TASK INSTRUCTIONS —
[a] Answer these from the PDCA excerpt, one per line:
(i) How is the client described?
(ii) Besides how to do something, what else does the planning stage ask?
(iii) What is often missing as a proactive step during implementation?
[b] Proceed with the PDCA excerpt, writing on from its last sentence.

** start EXCERPT TO READ **

This past year we’ve been working with a very exciting client (that is a high precision bespoke manufacturer) and we were asked to help develop skills with some of these traditional improvement tools.  Amongst them we included PDCA.  

PDCA is a very simple improvement process that can be used as a planning tool to smoothly implement what we’re doing, and to learn from what we originally set out to do.  Here are each of the stages:

Plan for improvement

At the start of this cycle we begin with some planning, but not only how are we going to do something, but also how could we improve it straight away?  

Some good questions at this stage might include:

  • How will we do what we need to do?  
  • What are the expected outcomes? 
  • What can improve our plan? 
  • How will we capture the good and bad things that happen along the way?  

Do Implement

Simply we follow the plan, but we also deliberately capture the good and bad things that happened along the way.  This is often missing as a proactive step, which limits any ability to review effectively afterwards.

** end EXCERPT TO READ **
** start EXTRACTED INFORMATION **

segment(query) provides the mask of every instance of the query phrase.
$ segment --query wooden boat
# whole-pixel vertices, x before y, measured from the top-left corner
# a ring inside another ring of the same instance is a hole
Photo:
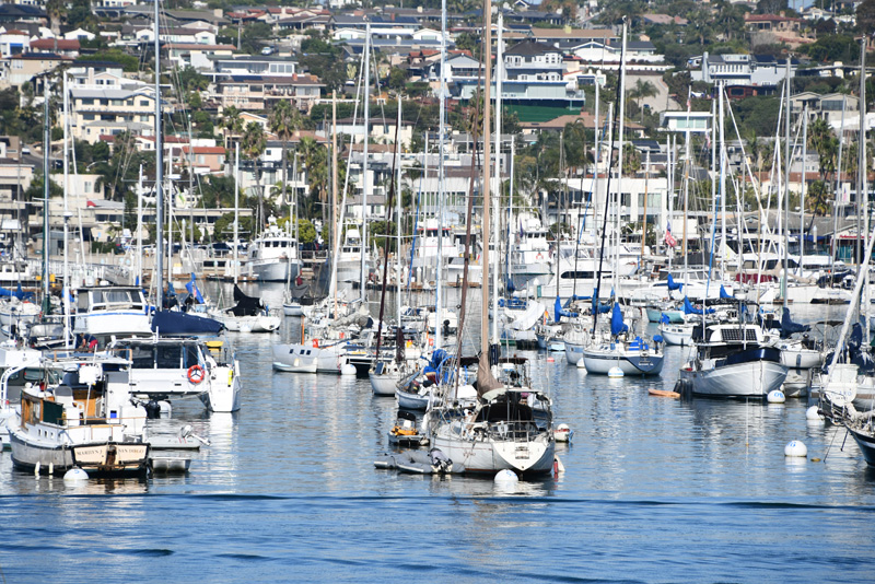
[[[74,466],[90,475],[143,472],[147,416],[131,404],[127,363],[106,357],[45,360],[43,381],[22,390],[21,410],[9,421],[13,464],[37,474]],[[60,375],[60,383],[49,384]],[[10,376],[8,371],[0,381],[3,397]]]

** end EXTRACTED INFORMATION **

PER-TASK OUTPUTS —
[a]
(i) A high precision bespoke manufacturer.
(ii) How it could be improved straight away.
(iii) Deliberately capturing the good and bad things that happened along the way.

[b]
Check the result and review

Having completed one cycle we can check we might ask:

  • What worked well, what didn’t?
  • How did what actually happened differ from our plan?
  • What lessons can we learn and what actions should we take based on these lessons?

Act to improve

The final stage is to incorporate the lessons learned in what we do next, and the cycle can start over again and again.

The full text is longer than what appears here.